>> start MATERIAL FOR THIS TASK
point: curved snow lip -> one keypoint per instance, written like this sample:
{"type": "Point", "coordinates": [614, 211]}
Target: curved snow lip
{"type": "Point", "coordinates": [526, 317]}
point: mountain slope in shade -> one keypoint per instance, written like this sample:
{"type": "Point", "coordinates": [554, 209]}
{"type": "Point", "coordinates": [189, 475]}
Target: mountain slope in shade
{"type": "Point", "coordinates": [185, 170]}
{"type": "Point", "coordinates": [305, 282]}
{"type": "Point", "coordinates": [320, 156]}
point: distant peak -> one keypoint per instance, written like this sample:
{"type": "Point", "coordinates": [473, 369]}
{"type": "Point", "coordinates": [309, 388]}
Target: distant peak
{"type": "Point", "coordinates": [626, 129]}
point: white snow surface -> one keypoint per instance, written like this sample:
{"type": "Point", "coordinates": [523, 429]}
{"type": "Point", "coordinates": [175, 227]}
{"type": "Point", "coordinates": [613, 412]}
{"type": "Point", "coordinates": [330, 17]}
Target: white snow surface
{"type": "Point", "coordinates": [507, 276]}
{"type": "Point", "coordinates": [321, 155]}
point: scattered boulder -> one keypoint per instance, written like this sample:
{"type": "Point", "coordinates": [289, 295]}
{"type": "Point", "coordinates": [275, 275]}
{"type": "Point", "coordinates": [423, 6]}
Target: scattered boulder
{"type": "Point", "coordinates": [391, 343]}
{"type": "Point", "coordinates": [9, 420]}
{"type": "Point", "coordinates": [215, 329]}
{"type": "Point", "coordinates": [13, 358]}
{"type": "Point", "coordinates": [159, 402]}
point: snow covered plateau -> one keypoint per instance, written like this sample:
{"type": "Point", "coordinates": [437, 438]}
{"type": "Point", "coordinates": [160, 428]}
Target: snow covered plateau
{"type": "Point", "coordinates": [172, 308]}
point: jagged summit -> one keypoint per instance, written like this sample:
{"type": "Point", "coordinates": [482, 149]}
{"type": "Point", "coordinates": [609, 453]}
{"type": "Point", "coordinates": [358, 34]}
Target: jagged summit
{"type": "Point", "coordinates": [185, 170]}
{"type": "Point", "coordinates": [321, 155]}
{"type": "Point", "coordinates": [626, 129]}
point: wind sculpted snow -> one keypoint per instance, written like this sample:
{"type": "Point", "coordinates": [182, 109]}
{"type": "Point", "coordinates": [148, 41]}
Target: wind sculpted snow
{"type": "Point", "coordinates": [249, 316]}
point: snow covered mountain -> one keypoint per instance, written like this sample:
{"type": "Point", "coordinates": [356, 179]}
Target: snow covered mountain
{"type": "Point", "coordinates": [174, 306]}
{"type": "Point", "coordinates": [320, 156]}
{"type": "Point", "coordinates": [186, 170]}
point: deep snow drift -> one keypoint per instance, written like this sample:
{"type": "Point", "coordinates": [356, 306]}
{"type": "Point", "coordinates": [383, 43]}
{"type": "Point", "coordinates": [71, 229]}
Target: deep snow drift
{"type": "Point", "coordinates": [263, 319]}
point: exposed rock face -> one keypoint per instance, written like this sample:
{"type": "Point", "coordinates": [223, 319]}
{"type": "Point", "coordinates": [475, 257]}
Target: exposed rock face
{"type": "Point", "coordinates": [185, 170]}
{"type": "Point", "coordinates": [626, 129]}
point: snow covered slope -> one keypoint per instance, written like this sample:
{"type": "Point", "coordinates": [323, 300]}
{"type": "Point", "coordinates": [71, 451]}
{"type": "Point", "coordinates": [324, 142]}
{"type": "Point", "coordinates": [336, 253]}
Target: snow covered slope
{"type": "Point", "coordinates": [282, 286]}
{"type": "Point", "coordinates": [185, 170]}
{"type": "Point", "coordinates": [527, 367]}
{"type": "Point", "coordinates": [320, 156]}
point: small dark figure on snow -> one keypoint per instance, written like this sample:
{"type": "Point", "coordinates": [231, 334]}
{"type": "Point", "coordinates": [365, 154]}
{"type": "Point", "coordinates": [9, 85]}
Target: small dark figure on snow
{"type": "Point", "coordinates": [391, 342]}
>> end MATERIAL FOR THIS TASK
[EXERCISE GOAL] Copy out every line from the one containing "point: small dark" to the end of the material, both ends included.

[TASK ANSWER]
point: small dark figure on snow -> one keypoint per instance, written like this sample:
{"type": "Point", "coordinates": [231, 334]}
{"type": "Point", "coordinates": [365, 154]}
{"type": "Point", "coordinates": [9, 85]}
Target: small dark figure on snow
{"type": "Point", "coordinates": [391, 342]}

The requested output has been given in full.